#### TASK REQUIREMENTS
1. Say whether each statement below agrees with the passage on Mexico and foreign banks. Answer yes or no for each, and quote the deciding words of the passage. (a) Mexico's stock market has appreciated some 60% since regaining its pre-crisis level in 2010. (b) Mexico is doing better than China and Iran. (c) The US banks blamed for the crisis have been punished.
2. According to the passage on Mexico and foreign banks, where has the recent wave of loans to developing countries gone? List every destination it names.
3. Revise the part of the passage on Mexico and foreign banks that opens with the words containing "China, Iran and" and closes with "banking sound crazy?", replacing "austerity measures" with "spending cuts".

But it’s worse this time around, and we can return to Prins quote: “Foreign banks in Mexico, armed with cheap money, could afford to be less accountable for speculative activities.” (emphasis mine)
Just as it has in the West, this recent wave of loans to developing countries has gone to bond markets, stock markets (Mexico’s stock market has appreciated some 60% since regaining its pre-crisis level in 2010), real estate in the capital and other 1%-er investments instead of the “real” economy. Money will rush back out in the next crisis, and this time asset prices will crumble even worse because Western-allied developing nations have created their own “subprime entire economy crisis”.
How much of the bill will have to picked up again by the average person, and how many state assets will have to be sold? If this cycle looks familiar, it should – it is called “capitalism”.
Since 2008 China has risen, Iran has resisted, Mexicans have relocated
It is pure political nihilism – as well as a journalistic inaccuracy – to say TINA (There Is No Alternative). China is one model, and Iran is another – both are doing much better than Mexico.
China, Iran and a few others realise that capital markets might be good for an individual banker but they are not a force for social good: the Great Recession was caused by capital markets devouring the lower-class housing market in the US, and further damage has been created by trying to appease capital markets via the “confidence fairy”, austerity measures and QE. Mexico, in an obvious recognition of this reality, has gone left by electing Andrés Manuel López Obrador.
But for AMLO to really succeed he’d have to be Zapata Jr. and re-declare fiscal war on the US by instituting a moratorium on US banker involvement. The US would respond that this is crazy expressly because of the existence NAFTA-type globalisation – which has failed – even though it seems like a rational response to a crisis created by criminal US banks (which remain unpunished).
Why would ending US banking sound crazy?
Mighty Mexico is basically a third of all of Latin America, and they have oil. Are you telling me that in order to succeed they simply must follow the lead of their northern neighbours, and even when El Norte is full of criminal bankers? Iran and Mexico aren’t China-big, but they aren’t Pago Pago.

#### SUPPLIED ENTRIES
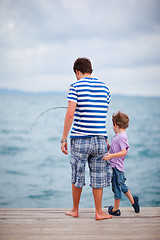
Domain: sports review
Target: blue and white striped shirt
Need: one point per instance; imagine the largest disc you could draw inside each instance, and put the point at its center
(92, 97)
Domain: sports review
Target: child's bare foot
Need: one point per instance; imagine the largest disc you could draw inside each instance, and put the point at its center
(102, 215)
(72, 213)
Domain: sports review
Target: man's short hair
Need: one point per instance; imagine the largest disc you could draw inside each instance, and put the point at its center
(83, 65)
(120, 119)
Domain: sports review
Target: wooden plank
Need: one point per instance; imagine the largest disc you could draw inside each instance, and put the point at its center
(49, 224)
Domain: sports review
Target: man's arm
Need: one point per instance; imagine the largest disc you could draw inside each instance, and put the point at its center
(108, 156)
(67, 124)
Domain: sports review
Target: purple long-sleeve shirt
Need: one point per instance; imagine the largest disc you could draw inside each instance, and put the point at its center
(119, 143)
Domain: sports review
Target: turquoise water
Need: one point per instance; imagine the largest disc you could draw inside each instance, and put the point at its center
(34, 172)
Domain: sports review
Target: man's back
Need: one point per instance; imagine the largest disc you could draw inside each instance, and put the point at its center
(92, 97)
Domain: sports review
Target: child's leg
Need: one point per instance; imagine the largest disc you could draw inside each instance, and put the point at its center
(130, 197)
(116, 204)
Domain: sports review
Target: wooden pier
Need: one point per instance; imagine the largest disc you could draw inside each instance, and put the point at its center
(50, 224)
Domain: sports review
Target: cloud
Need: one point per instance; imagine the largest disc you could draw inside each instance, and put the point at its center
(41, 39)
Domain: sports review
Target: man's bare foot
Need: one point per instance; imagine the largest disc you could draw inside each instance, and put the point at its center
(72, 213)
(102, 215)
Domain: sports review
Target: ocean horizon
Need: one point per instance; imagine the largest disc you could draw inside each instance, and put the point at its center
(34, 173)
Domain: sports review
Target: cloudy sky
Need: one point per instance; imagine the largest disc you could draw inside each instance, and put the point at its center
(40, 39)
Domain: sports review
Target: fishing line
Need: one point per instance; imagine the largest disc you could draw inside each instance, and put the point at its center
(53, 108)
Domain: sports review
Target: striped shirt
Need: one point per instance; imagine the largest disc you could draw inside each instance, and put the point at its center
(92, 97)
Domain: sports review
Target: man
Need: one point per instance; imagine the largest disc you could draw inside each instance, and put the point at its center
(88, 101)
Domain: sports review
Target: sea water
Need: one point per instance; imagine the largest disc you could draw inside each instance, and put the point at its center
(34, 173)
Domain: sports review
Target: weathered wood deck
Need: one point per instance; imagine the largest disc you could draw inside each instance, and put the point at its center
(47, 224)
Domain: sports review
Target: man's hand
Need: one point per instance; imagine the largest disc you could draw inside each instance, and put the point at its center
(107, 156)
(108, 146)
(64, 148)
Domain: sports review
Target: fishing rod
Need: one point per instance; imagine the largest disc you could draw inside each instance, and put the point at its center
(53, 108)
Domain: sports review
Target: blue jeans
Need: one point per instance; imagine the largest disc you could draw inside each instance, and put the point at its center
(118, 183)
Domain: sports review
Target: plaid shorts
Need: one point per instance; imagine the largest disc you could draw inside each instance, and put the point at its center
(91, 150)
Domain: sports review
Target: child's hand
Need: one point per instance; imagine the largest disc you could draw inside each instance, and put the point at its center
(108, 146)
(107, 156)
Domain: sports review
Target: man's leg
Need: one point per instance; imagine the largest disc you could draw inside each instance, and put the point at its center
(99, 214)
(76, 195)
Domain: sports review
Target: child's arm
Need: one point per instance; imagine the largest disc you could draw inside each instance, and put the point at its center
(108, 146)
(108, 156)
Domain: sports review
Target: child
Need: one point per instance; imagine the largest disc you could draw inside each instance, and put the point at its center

#### TASK RESPONSES
1.
(a) Yes: "Mexico’s stock market has appreciated some 60% since regaining its pre-crisis level in 2010"
(b) No: "both are doing much better than Mexico."
(c) No: "criminal US banks (which remain unpunished)"

2. bond markets; stock markets; real estate in the capital; other 1%-er investments

3.
China, Iran and a few others realise that capital markets might be good for an individual banker but they are not a force for social good: the Great Recession was caused by capital markets devouring the lower-class housing market in the US, and further damage has been created by trying to appease capital markets via the “confidence fairy”, spending cuts and QE. Mexico, in an obvious recognition of this reality, has gone left by electing Andrés Manuel López Obrador.
But for AMLO to really succeed he’d have to be Zapata Jr. and re-declare fiscal war on the US by instituting a moratorium on US banker involvement. The US would respond that this is crazy expressly because of the existence NAFTA-type globalisation – which has failed – even though it seems like a rational response to a crisis created by criminal US banks (which remain unpunished).
Why would ending US banking sound crazy?